_Exercise requirements_
Can you copy, word for word, the lines of the entries below, starting at the line that contains "indicate the distant" and ending at the line that contains "column 191, row 87", with both of those lines included?

_Task data_
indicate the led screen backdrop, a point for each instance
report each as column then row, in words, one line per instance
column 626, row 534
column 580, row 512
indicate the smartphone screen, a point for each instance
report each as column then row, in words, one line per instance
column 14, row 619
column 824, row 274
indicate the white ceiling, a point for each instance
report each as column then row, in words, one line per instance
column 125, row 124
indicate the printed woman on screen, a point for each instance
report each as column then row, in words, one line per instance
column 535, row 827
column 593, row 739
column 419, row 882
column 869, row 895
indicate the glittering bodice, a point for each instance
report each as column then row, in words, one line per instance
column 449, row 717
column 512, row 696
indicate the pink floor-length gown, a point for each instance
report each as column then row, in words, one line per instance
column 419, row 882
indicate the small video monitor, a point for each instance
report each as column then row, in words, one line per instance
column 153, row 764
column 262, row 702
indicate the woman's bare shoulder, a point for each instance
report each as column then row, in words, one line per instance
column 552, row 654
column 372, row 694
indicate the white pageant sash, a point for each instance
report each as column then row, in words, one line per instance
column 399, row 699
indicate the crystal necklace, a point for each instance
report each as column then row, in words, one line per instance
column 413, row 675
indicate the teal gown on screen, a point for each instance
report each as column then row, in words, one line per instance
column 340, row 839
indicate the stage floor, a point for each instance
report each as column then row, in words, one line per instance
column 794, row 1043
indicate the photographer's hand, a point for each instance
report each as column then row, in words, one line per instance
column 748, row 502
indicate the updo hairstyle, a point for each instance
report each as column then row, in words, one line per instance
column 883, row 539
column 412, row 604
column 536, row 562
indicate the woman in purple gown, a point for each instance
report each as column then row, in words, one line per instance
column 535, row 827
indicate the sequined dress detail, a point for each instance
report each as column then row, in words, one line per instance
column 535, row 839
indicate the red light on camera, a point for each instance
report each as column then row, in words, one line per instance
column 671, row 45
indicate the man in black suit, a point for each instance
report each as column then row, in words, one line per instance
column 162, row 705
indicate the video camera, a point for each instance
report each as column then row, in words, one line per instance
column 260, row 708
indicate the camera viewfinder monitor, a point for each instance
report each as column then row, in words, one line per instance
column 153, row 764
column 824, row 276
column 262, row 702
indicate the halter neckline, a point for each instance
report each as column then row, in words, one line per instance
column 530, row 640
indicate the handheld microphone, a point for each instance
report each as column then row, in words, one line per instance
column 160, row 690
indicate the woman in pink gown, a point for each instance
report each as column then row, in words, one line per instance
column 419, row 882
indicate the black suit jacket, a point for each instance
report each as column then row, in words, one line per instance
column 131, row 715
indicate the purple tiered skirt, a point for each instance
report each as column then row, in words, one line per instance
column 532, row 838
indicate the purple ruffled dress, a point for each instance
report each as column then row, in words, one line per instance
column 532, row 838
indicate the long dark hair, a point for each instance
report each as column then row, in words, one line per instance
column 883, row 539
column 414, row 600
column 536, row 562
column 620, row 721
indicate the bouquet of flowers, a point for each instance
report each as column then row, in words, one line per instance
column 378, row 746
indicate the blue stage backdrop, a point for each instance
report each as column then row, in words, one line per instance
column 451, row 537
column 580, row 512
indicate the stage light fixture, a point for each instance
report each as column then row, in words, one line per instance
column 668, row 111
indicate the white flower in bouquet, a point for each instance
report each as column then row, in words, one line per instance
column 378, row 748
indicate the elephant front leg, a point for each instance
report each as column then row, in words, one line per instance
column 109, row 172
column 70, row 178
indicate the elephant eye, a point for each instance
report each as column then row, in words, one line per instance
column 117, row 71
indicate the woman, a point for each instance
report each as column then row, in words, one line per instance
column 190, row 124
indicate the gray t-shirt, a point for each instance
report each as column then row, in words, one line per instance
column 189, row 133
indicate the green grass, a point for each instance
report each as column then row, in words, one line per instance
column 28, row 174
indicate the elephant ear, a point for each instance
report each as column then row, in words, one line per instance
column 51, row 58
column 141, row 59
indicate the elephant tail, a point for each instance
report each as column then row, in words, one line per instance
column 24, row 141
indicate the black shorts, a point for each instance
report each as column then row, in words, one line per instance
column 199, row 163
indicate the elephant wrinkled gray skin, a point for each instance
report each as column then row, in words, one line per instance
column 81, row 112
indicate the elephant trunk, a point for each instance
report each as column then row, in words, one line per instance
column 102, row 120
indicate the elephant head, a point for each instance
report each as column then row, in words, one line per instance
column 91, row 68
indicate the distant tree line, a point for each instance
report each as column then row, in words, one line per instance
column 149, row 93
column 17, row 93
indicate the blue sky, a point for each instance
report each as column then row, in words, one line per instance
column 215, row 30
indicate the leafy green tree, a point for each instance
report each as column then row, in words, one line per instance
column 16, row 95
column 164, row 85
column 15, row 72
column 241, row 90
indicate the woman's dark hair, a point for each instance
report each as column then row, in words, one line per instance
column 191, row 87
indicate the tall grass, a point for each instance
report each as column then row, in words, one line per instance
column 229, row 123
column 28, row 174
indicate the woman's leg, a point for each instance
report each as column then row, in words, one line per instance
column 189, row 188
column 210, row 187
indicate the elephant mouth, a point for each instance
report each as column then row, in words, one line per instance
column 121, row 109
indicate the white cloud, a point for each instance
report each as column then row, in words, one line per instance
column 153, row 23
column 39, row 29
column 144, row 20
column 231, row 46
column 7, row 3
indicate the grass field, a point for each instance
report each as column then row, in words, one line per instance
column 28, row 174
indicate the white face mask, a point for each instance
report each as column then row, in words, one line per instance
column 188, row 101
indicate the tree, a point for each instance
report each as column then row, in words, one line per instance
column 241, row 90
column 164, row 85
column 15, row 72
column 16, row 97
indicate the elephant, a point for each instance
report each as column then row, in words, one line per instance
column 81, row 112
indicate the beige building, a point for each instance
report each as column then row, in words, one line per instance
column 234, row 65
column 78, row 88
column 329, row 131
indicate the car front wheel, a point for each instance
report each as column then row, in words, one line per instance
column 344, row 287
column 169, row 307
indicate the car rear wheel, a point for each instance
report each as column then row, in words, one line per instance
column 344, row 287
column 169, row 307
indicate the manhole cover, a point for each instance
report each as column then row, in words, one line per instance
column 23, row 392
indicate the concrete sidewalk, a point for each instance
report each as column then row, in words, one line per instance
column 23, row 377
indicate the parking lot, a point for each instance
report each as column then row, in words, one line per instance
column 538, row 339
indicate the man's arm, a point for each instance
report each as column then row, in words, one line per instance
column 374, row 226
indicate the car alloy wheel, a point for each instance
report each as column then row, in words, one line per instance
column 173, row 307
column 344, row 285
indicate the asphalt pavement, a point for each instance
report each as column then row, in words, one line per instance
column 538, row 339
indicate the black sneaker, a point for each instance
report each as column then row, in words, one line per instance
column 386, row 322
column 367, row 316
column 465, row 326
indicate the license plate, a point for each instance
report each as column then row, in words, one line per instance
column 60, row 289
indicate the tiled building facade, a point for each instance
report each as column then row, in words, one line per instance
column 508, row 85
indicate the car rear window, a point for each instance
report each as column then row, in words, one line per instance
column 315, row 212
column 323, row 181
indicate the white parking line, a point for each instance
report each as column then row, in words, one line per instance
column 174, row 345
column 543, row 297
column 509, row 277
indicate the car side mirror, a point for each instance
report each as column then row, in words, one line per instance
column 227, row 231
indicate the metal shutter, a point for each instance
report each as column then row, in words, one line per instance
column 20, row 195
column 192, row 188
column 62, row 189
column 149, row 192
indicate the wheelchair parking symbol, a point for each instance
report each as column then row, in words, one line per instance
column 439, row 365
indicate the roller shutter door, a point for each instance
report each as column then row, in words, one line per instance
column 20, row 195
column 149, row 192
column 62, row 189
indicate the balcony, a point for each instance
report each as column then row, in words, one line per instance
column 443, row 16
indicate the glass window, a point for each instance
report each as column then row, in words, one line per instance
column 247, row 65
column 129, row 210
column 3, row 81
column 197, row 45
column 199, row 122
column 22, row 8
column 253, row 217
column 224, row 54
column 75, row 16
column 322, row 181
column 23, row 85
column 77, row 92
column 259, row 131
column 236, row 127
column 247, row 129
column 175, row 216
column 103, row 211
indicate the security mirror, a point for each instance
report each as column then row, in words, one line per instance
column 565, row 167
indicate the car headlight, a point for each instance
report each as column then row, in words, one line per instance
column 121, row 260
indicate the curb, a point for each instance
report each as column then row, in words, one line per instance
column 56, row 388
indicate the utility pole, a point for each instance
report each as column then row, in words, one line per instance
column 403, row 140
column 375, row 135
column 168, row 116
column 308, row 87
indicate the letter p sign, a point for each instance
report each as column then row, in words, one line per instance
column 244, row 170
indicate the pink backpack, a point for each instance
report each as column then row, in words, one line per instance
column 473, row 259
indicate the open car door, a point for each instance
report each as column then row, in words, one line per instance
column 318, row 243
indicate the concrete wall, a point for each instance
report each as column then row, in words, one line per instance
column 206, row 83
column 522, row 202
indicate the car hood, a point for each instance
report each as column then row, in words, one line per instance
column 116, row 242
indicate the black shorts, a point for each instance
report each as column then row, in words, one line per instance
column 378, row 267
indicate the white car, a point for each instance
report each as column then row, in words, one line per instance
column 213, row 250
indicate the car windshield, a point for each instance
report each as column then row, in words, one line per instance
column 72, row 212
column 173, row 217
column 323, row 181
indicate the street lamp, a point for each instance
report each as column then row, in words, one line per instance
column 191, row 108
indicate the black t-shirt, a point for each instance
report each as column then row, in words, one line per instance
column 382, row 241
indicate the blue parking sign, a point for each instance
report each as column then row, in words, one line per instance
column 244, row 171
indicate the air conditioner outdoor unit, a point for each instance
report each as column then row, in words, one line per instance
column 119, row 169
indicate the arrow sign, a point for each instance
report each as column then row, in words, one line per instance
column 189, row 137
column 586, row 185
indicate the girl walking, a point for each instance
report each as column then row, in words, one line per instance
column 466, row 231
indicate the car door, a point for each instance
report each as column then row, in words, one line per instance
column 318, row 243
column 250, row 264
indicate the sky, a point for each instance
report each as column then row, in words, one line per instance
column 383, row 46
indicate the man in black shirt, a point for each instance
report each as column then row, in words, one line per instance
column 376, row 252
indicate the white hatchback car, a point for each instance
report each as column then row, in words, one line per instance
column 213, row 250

_Response to the task_
indicate the distant tree line, a point for each instance
report each as column then row, in words, one line per instance
column 149, row 93
column 17, row 93
indicate the blue sky, a point for each instance
report each as column then row, in words, one line per instance
column 215, row 30
indicate the leafy green tree, a point for each instance
report each as column then row, in words, one line per instance
column 16, row 95
column 164, row 85
column 15, row 72
column 241, row 90
indicate the woman's dark hair, a point for each instance
report each as column then row, in words, one line per instance
column 191, row 87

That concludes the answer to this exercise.